Produce a word-for-word copy of the data below.
※ ※ ※
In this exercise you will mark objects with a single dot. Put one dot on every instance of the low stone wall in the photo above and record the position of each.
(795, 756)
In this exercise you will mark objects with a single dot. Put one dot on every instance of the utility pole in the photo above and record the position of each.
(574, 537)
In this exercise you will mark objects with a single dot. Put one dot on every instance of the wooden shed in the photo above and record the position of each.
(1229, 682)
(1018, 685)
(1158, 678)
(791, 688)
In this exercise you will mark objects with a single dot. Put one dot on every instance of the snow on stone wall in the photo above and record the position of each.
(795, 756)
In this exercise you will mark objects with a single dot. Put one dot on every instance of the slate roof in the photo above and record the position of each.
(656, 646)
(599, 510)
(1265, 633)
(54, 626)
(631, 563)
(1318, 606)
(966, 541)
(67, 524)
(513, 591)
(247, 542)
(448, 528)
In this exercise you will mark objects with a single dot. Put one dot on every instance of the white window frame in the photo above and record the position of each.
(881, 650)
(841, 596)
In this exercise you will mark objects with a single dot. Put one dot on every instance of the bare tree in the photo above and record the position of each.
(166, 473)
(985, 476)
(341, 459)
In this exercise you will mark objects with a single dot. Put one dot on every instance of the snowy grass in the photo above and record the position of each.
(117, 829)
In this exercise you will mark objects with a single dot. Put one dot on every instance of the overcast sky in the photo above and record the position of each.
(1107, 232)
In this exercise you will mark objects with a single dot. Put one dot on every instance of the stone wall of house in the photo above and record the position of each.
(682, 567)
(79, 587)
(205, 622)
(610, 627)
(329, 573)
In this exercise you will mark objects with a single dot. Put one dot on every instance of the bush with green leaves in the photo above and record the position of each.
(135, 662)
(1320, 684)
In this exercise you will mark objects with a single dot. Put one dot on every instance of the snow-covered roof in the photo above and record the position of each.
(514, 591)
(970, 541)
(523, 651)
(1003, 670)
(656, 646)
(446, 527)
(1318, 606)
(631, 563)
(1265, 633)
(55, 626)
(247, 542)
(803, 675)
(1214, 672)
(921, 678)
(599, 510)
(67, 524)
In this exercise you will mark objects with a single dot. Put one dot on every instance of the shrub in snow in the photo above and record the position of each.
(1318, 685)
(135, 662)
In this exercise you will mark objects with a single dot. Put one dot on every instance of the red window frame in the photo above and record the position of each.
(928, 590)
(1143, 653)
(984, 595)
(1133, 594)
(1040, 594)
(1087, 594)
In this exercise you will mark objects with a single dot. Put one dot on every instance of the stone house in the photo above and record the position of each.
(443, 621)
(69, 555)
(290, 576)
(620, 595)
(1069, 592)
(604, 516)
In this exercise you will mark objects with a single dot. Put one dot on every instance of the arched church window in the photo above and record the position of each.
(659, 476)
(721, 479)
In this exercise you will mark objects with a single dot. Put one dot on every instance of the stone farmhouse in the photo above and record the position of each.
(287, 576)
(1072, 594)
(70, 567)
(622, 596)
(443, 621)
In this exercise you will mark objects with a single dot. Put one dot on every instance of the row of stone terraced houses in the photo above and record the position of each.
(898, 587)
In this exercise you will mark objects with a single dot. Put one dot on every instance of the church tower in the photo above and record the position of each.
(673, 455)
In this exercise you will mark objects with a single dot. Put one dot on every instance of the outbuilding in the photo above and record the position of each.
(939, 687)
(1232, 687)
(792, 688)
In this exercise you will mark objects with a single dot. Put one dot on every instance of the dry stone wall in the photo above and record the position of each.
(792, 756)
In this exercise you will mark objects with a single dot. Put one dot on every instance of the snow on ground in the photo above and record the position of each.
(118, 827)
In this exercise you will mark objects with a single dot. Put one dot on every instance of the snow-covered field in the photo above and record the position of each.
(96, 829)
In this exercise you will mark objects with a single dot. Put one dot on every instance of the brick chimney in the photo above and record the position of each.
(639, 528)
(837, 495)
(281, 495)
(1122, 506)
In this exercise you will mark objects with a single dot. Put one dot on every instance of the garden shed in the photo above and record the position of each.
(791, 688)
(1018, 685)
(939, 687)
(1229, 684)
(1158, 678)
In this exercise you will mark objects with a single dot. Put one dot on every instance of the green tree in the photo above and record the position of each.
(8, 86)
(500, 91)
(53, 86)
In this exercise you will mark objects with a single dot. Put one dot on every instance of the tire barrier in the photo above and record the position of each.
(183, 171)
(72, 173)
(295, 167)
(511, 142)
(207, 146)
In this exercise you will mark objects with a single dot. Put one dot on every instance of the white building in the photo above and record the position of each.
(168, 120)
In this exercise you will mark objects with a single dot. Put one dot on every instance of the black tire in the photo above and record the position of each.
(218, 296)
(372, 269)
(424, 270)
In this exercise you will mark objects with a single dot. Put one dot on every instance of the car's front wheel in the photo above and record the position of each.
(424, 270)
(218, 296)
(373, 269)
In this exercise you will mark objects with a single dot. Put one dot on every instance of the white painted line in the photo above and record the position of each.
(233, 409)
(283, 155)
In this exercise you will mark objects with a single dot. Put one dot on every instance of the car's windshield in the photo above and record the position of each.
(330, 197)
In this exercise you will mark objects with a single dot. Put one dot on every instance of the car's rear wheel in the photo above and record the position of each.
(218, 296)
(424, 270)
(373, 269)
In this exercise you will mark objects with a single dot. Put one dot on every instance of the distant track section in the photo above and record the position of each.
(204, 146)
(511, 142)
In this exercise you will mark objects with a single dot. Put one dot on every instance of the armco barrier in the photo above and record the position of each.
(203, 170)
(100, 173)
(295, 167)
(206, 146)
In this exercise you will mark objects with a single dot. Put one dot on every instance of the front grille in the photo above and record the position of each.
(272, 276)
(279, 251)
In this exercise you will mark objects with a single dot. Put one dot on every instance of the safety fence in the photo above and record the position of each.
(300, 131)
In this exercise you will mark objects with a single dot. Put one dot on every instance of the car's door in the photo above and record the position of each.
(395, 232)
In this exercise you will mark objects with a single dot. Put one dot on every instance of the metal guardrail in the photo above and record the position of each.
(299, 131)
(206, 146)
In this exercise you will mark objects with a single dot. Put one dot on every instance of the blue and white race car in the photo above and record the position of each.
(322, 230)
※ ※ ※
### RESPONSE BOX:
In this exercise you will mark objects with a single dot. Put one dot on every instance of the low stone wall in the photo above and record the position of each.
(795, 756)
In this exercise you will mark objects with a single dot. Put one dot on every instance of the utility pole in the photo above and record the position of each.
(574, 537)
In this exercise you will mark objects with a single dot. Put one dot on every instance of the wooden shed in the photo above and record the position of each.
(1229, 682)
(1018, 685)
(1158, 678)
(791, 688)
In this exercise you will mark objects with a single dot. Put one dot on every instance of the snow on stone wall in the photo above and record the position of each.
(795, 756)
In this exercise you will mark objects with a single dot. Put one dot on every instance of the slate roof in the photo above and record the position of each.
(656, 646)
(599, 510)
(1265, 633)
(54, 626)
(631, 563)
(1318, 606)
(966, 541)
(67, 524)
(513, 591)
(247, 542)
(448, 528)
In this exercise you will mark objects with a single dot. Put one dot on every instance of the white window frame in the photo above and record the position of each.
(881, 650)
(841, 596)
In this exercise you will mark objects with a single dot. Put one dot on every instance of the bare tree in the photo above and record the position of each.
(166, 473)
(985, 476)
(341, 459)
In this exercise you will mark objects with a single dot. Put one dot on every instance of the snowy grass in the photo above and record the position of each.
(117, 829)
In this exercise you will mark objects with a single dot. Put one dot on every instance of the overcast sky in the photo above and record the position of each.
(1107, 232)
In this exercise you will mark objects with a single dot. Put one dot on every instance of the stone wall of house in the photo above and record the position of each.
(682, 567)
(79, 587)
(205, 622)
(610, 627)
(329, 573)
In this exercise you will mark objects with a single dot. Put one dot on every instance of the bush with green leaves in the photo above and record the position of each.
(135, 662)
(1320, 684)
In this exercise you will mark objects with a single dot. Put one dot on every instance of the snow-covered roof in the photo above and record the position of each.
(514, 591)
(970, 541)
(523, 651)
(1003, 670)
(656, 646)
(446, 527)
(1318, 606)
(631, 563)
(1265, 633)
(55, 626)
(247, 542)
(803, 675)
(1214, 672)
(921, 678)
(599, 510)
(67, 524)
In this exercise you will mark objects with a single dot. Put one dot on every instance of the shrub in snow in the photo above and record the position of each.
(1318, 685)
(135, 662)
In this exercise you will mark objects with a single dot. Put one dot on every instance of the red window frame in the photo above and record the position of each.
(928, 590)
(1143, 653)
(984, 595)
(1133, 594)
(1040, 594)
(1087, 594)
In this exercise you will mark objects with a single dot. Put one dot on every instance of the stone house in the photo above and record the position of each.
(443, 621)
(69, 555)
(290, 576)
(620, 595)
(1069, 592)
(604, 516)
In this exercise you will mark objects with a single dot. Put one dot on every instance of the arched church window in the photo above and record the position of each.
(659, 476)
(721, 479)
In this exercise you will mark objects with a single dot. Put one dot on every instance of the stone farmhouse in the photo above and record the position of each.
(287, 576)
(1072, 594)
(70, 567)
(622, 596)
(443, 621)
In this exercise you will mark objects with a single dot. Put one dot on every instance of the row of stone terraced houses in the photo above and record the position of each.
(898, 587)
In this exercise you will mark objects with a single dot. Put one dot on every instance of the church tower in the photo above and record the position of each.
(673, 455)
In this exercise you will mark objects with a single dot. Put one dot on every instance of the outbuilding in the photo above and record the position of each.
(939, 687)
(1232, 687)
(792, 688)
In this exercise you will mark objects with a single dot. Put one dot on every instance of the dry stone wall in the photo above and record the position of each.
(792, 756)
In this exercise you will mark objects with a single dot. Put one dot on every instance of the snow on ground in the photo above and record the position of each.
(118, 827)
In this exercise you will mark objects with a single dot. Put one dot on every instance of the snow-covered field in the photo above and record the position of each.
(96, 829)
In this exercise you will mark objects with a single dot. Put one dot on every instance of the brick chimney in the photo above and record the position of each.
(639, 528)
(837, 495)
(281, 495)
(1122, 506)
In this exercise you will mark objects with a single dot. Put one dot on every instance of the garden shed in the photo above and record the position of each.
(791, 688)
(1018, 685)
(939, 687)
(1229, 684)
(1158, 678)
In this exercise you will mark objects with a single dot. Put one dot on every instance of the green tree in the photo above and record the position of each.
(8, 86)
(500, 91)
(53, 86)
In this exercise you will mark objects with a single dot. Put one dot on every instance of the tire barrier in the photo above and record the position of each.
(183, 171)
(72, 173)
(295, 167)
(511, 142)
(207, 146)
In this exercise you will mark objects with a single dot. Put one dot on every instance of the white building in the photo above and record the position of each.
(168, 120)
In this exercise you will mark objects with a single dot. Put one dot on every instance of the black tire in the photo above and record the position of each.
(218, 296)
(372, 269)
(424, 270)
In this exercise you will mark objects with a single dot. Put one dot on every instance of the car's front wheel in the photo above and record the position of each.
(424, 270)
(218, 296)
(373, 269)
In this exercise you will mark objects with a single dot. Put one dot on every instance of the white painted line in the photo above and record the position of each.
(233, 409)
(283, 155)
In this exercise you will mark objects with a single dot. Put one dot on every instance of the car's windshield in the photo above and record the position of each.
(330, 197)
In this exercise you will mark objects with a single dot. Put one dot on every instance of the car's rear wheel in the photo above and record the position of each.
(218, 296)
(424, 270)
(373, 269)
In this exercise you will mark objects with a single dot. Put one dot on every instance of the distant track section in the photo above and record the position of each.
(204, 146)
(511, 142)
In this exercise you will mark objects with a single dot. Put one dot on every instance of the armco barrier in the photo above and record the position of each.
(203, 170)
(100, 173)
(295, 167)
(206, 146)
In this exercise you will mark objects with a single dot. Put one dot on every instance of the front grille in the photo above and record the position of each.
(272, 276)
(279, 251)
In this exercise you will mark objects with a single dot. Put one dot on every instance of the safety fence in the photo above and record the position of each.
(300, 131)
In this exercise you will mark objects with a single dot. Put one dot on every instance of the car's door in the photo above and record the position of each.
(395, 232)
In this exercise you will mark objects with a single dot. Put one dot on every instance of the metal guardrail in the photo above and record the position of each.
(299, 131)
(206, 146)
In this exercise you will mark objects with a single dot. Put one dot on every instance of the blue and white race car in the photo above and record the position of each.
(322, 230)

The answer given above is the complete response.